**Prompt**
Return each line of the listing below that contains the word "this".

**Supplied material**
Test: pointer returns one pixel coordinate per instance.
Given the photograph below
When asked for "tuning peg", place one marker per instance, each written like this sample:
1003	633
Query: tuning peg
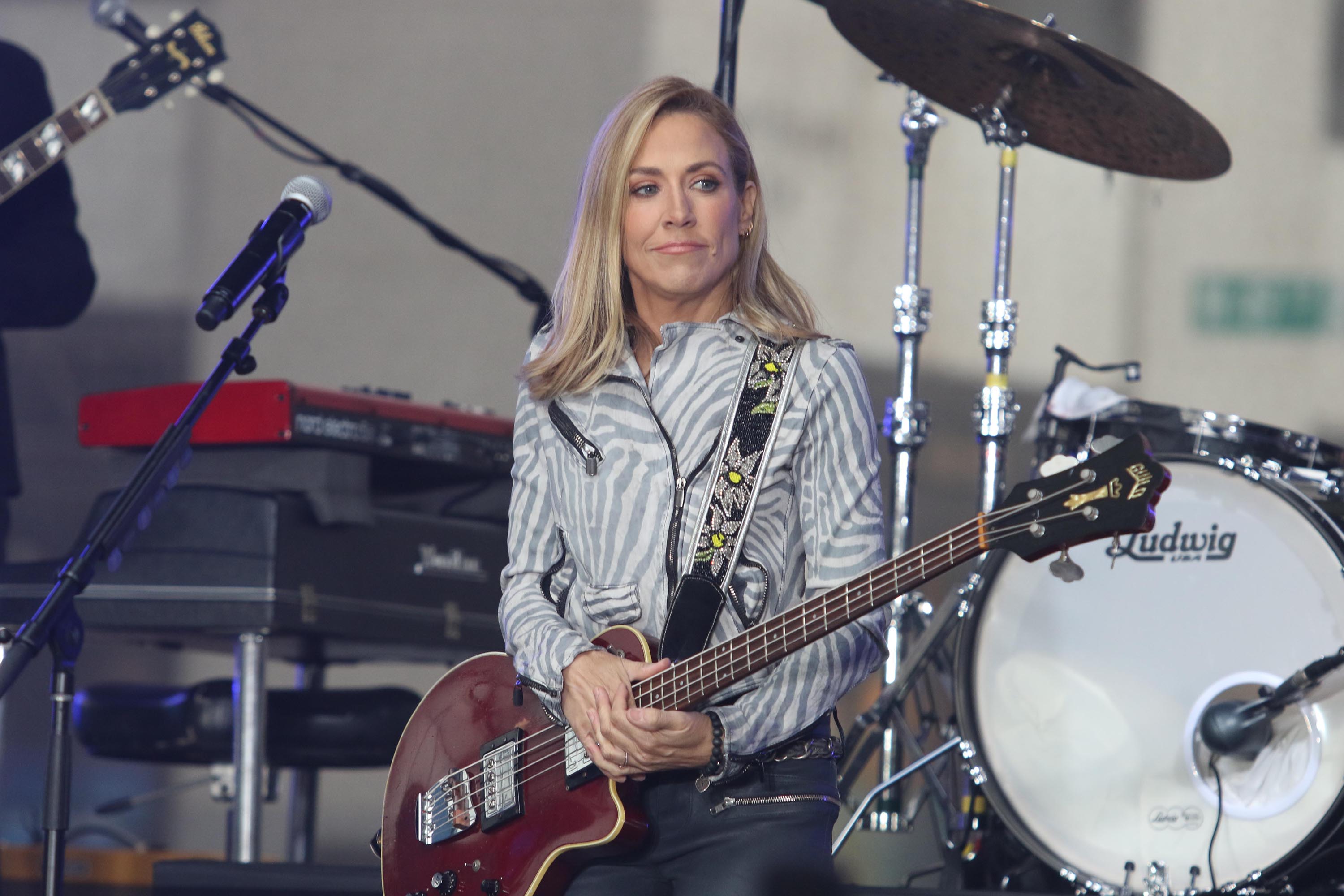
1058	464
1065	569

==

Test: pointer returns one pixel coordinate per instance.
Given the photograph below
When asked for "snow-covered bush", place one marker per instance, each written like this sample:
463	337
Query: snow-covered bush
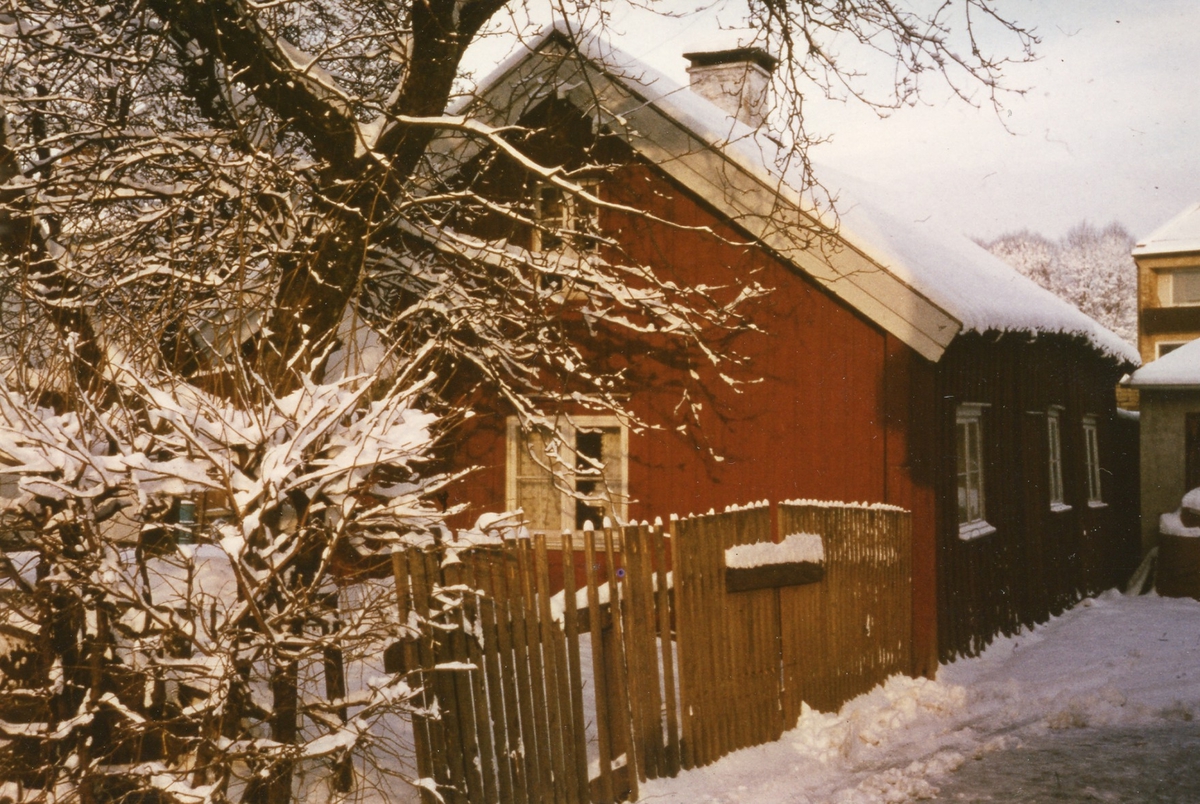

**Solution to the exercise**
When asked for "tuning peg", place one marker per instance, each written like this sample:
When asked for "snow-covered bush", place one marker per instance, each written like this sample:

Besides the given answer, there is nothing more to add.